▸ **Written request a**
Rewrite the paragraph of the camera hardware text that begins "Starting with the first camera" in shorter form, keeping its main facts.

▸ **Text excerpt**
Camera hardware architecture

Starting with the first camera (model 303) developed at Elphel in 2001, and especially when we used Xilinx reconfigurable FPGA a year later the overall camera architecture remained stable. It was designed to be flexible to accommodate different sensors and extension boards, the main system board is essentially a universal computer running GNU/Linux with addition of the FPGA and a dedicated video buffer memory. FPGA is used for image processing and compression (and does it much faster than the CPU), it is also used for interfacing sensors and daughter boards, simplifying support of the devices that were not yet available at the time when the system boards were designed and manufactured. Block diagram of a typical Elphel camera includes camera processor board (10353), CMOS sensor front end (10338), optional I/O extension board (10369) with adapter boards (103691,103692). Other configurations may include CCD sensor front ends, mechanical shutter control, additional FPGA processing/multiplexer boards. Either universal I/O extension board or just smaller sync boards can be used to lock (synchronize) multiple cameras for stereo or panoramic applications.

Elphel model 353 camera: hardware and FPGA layers
(Click to enlarge)


The diagram shows camera main hardware components, I/O ports and internal connections between the boards. It also includes details about the major processing modules implemented in the FPGA - the intersection of the hardware and software domains.

Code layers in the camera

Software that runs in the camera spans multiple layers in overall system hierarchy and combines code developed at Elphel with the other free software. We use KDevelop IDE to navigate through all this code, compile and build drivers and applications, launch FPGA code simulation and generate the camera flash image ready to be installed. Only the "silicon compilation" - generation of the FPGA configuration file from the source code is handled by a separate software (non-free but free for download) - Xilinx WebPack.
  • Verilog HDL code in the FPGA performs most computationally-intensive tasks in the camera, it handles all of the image processing/compression operations providing compressed bitstream ready to be sent over the network or recorded on the storage media. The compiled FPGA images are conveniently loaded by the CPU through its GPIO pins connected to JTAG port of the FPGA - that can be done unlimited number of times so for example it is easy to add 'printf' equivalents to the code while troubleshooting. Contrary to the software code run by the CPU the Verilog code statements are compiled to the different physical parts of the chip and are executed in parallel. And so there is virtually no performance penalty when adding more code as long as there are some FPGA resources left. FPGA code directly interfaces the sensor front ends (usually through I2C bus for the sensor commands and parallel data in for images) and optional extension boards, it includes multichannel external DDR SDRAM controller for the dedicated video buffer memory. It shares system bus with the CPU, communicates with the CPU software in the PIO mode (to read/write control registers, write table data) as well as in DMA mode for transferring compressed frames to the system memory. Current (8.0) software supports scheduling of the internal register writes as well as sensor i2c commands so that they are activated for the specified frame.

▸ **Data entries**
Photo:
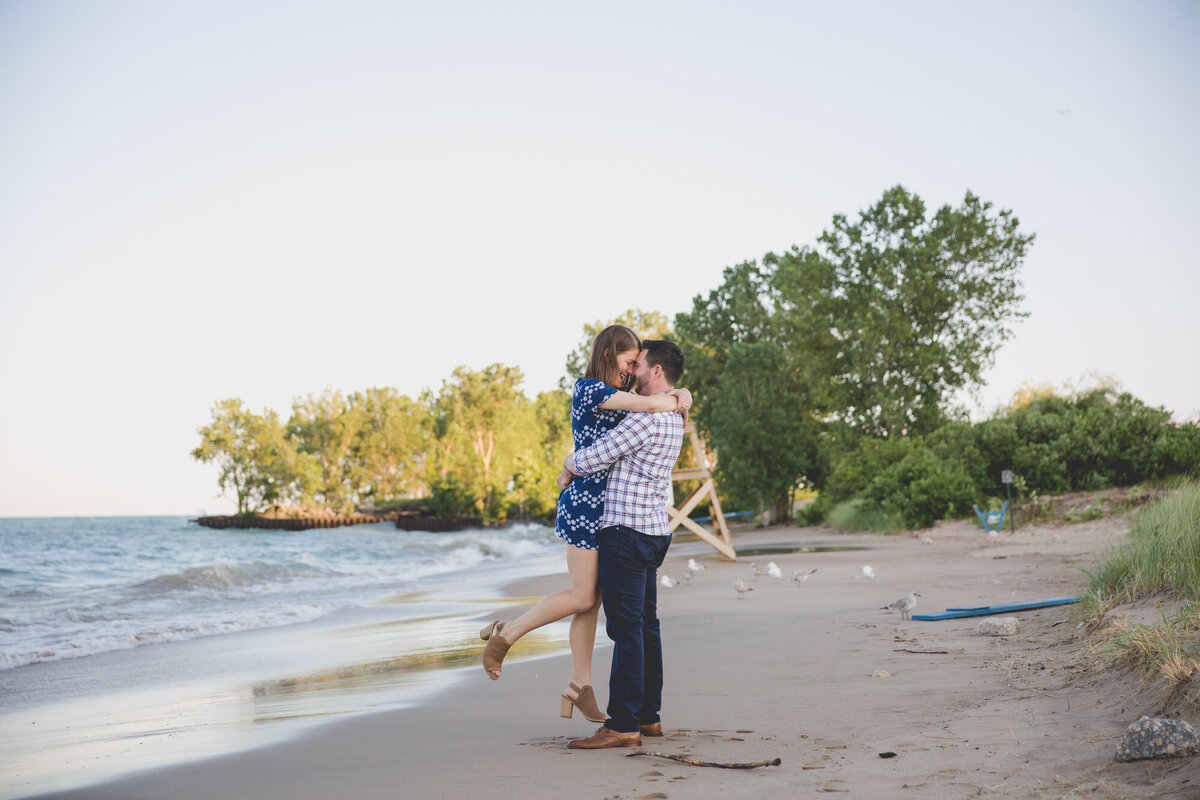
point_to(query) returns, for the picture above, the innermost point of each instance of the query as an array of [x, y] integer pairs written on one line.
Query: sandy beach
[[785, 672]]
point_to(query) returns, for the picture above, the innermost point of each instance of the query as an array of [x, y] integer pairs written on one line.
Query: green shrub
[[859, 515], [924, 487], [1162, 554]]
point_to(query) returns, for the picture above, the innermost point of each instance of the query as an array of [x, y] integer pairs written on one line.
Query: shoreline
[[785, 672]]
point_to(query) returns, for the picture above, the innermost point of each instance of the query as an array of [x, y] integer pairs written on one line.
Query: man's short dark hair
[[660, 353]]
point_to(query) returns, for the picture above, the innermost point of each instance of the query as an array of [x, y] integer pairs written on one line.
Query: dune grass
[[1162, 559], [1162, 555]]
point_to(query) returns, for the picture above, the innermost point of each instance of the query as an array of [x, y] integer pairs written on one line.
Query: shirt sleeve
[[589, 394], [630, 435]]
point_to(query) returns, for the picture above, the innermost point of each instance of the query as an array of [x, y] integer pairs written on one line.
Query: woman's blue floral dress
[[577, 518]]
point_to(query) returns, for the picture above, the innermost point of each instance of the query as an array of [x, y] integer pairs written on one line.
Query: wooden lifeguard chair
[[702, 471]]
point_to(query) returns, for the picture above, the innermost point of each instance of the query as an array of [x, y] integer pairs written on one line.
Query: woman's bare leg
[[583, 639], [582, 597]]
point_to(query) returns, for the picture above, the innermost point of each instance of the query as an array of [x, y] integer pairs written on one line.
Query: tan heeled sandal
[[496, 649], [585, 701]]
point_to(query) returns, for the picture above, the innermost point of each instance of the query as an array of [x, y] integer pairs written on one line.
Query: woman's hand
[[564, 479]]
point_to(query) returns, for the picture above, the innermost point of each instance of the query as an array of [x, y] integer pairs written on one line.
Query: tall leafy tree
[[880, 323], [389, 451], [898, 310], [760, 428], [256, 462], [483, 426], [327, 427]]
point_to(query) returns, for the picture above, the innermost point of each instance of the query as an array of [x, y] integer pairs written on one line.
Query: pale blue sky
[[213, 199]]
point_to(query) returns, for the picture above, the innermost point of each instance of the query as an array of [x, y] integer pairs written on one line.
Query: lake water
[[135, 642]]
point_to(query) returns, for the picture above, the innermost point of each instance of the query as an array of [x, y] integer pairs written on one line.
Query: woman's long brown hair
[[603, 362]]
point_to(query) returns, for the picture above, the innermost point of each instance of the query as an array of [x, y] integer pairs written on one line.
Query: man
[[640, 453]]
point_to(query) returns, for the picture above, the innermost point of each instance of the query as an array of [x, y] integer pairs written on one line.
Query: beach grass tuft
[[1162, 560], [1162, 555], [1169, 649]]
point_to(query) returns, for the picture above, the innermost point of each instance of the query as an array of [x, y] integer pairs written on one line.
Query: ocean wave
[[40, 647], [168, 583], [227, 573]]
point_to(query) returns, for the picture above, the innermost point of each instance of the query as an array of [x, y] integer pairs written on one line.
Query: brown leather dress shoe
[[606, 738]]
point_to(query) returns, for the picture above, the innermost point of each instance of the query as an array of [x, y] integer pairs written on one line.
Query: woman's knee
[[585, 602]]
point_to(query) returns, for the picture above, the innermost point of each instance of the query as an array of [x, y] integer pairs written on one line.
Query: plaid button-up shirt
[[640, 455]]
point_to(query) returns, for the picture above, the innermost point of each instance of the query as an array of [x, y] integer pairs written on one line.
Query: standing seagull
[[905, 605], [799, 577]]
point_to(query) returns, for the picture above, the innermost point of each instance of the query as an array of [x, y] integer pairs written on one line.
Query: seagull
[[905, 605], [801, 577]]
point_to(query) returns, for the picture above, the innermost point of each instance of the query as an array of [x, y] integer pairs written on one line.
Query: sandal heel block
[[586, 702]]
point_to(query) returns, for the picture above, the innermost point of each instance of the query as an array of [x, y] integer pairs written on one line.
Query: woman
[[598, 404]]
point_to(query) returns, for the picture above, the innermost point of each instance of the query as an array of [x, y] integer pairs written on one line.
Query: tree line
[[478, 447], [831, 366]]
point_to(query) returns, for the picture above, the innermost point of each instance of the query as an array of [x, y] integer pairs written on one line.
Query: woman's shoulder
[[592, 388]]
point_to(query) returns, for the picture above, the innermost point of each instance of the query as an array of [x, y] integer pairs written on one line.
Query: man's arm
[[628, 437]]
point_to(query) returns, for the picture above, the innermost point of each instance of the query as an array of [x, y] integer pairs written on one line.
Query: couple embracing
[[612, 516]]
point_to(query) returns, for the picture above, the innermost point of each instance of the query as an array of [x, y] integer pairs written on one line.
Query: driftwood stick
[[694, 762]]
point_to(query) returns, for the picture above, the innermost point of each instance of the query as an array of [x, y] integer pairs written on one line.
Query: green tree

▸ **Written request b**
Count the lines in the records that contain the string "dress", where case counts, and reply with the number alone.

▸ **Task response a**
Elphel's overall camera architecture has stayed stable since its first camera, the model 303 from 2001, and especially since it began using Xilinx reconfigurable FPGA a year later. The design is flexible enough to take different sensors and extension boards. The main system board is essentially a universal computer running GNU/Linux, with an added FPGA and a dedicated video buffer memory. The FPGA does image processing and compression much faster than the CPU. It also interfaces sensors and daughter boards, which makes it easier to support devices that did not yet exist when the system boards were made. A typical camera has a processor board (10353), a CMOS sensor front end (10338), and an optional I/O extension board (10369) with adapter boards (103691, 103692). Other setups may add CCD sensor front ends, mechanical shutter control, or extra FPGA processing/multiplexer boards. The universal I/O extension board or smaller sync boards can synchronize several cameras for stereo or panoramic use.

▸ **Task response b**
2